*QUESTIONS*.
(1) According to the Colorado Plateau geography text, what causes the fault pattern in the High Plateaus Section?
(2) Pick up the Colorado Plateau geography text where it stops and keep writing.

Colorado Plateau - Geography

Geography

The province is bounded by the Rocky Mountains in Colorado, and by the Uinta Mountains and Wasatch Mountains branches of the Rockies in northern and central Utah. It is also bounded by the Rio Grande Rift, Mogollon Rim and the Basin and Range. Isolated ranges of the Southern Rocky Mountains such as the San Juan Mountains in Colorado and the La Sal Mountains in Utah intermix into the central and southern parts of the Colorado Plateau. It is composed of seven sections:

  • Uinta Basin Section
  • High Plateaus Section
  • Grand Canyon Section
  • Canyon Lands Section
  • Navajo Section
  • Datil-Mogollon Section
  • Acoma-Zuni Section

As the name implies, the High Plateaus Section is, on average, the highest section. North-south trending normal faults that include the Hurricane, Sevier, Grand Wash, and Paunsaugunt separate the section's component plateaus. This fault pattern is caused by the tensional forces pulling apart the adjacent Basin and Range province to the west, making this section transitional.

*Saved entries*.
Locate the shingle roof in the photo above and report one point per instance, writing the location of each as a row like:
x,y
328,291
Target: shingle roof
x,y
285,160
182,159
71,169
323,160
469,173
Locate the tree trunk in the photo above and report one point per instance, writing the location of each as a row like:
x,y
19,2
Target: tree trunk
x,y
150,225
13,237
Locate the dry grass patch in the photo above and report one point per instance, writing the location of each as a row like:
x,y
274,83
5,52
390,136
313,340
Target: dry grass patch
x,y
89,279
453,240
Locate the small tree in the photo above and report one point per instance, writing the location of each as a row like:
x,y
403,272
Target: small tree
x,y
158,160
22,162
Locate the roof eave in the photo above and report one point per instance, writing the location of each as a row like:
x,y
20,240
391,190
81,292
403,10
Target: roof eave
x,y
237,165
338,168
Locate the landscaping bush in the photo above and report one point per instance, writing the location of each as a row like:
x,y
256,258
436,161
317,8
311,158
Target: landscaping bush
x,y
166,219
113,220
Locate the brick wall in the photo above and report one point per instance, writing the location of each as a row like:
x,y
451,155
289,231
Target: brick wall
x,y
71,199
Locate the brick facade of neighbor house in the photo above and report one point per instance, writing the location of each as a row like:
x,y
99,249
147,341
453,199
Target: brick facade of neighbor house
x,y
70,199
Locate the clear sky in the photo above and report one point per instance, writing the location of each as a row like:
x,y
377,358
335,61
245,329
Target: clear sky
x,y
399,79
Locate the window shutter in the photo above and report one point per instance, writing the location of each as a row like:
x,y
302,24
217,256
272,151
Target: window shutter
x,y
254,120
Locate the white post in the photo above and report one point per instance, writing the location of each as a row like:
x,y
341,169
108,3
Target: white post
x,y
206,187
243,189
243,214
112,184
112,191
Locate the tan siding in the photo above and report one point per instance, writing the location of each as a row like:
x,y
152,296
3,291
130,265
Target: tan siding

*RESULTS IN ORDER*.
(1) Tensional forces pulling apart the adjacent Basin and Range province to the west.

(2)
Occupying the southeast corner of the Colorado Plateau is the Datil Section. Thick sequences of mid-Tertiary to late-Cenozoic-aged lava covers this section.

Development of the province has in large part been influenced by structural features in its oldest rocks. Part of the Wasatch Line and its various faults form the western edge of the province. Faults that run parallel to the Wasatch Fault that lies along the Wasatch Range form the boundaries between the plateaus in the High Plateaus Section. The Uinta Basin, Uncompahgre Uplift, and the Paradox Basin were also created by movement along structural weaknesses in the region's oldest rock.

In Utah, the province includes several higher fault-separated plateaus:

  • Awapa Plateau
  • Aquarius Plateau
  • Kaiparowits Plateau
  • Markagunt Plateau
  • Paunsaugunt Plateau
  • Sevier Plateau
  • Fishlake Plateau
  • Pavant Plateau
  • Gunnison Plateau and the
  • Tavaputs Plateau.

Some sources also include the Tushar Mountain Plateau as part of the Colorado Plateau, but others do not. The mostly flat-lying sedimentary rock units that make up these plateaus are found in component plateaus that are between 1500 m (5000 ft) to over 3350 m (11,000 ft) above sea level. A supersequence of these rocks is exposed in the various cliffs and canyons (including the Grand Canyon) that make up the Grand Staircase. Increasingly younger east-west trending escarpments of the Grand Staircase extend north of the Grand Canyon and are named for their color:

  • Chocolate Cliffs,
  • Vermillion Cliffs,
  • White Cliffs,
  • Gray Cliffs, and the
  • Pink Cliffs.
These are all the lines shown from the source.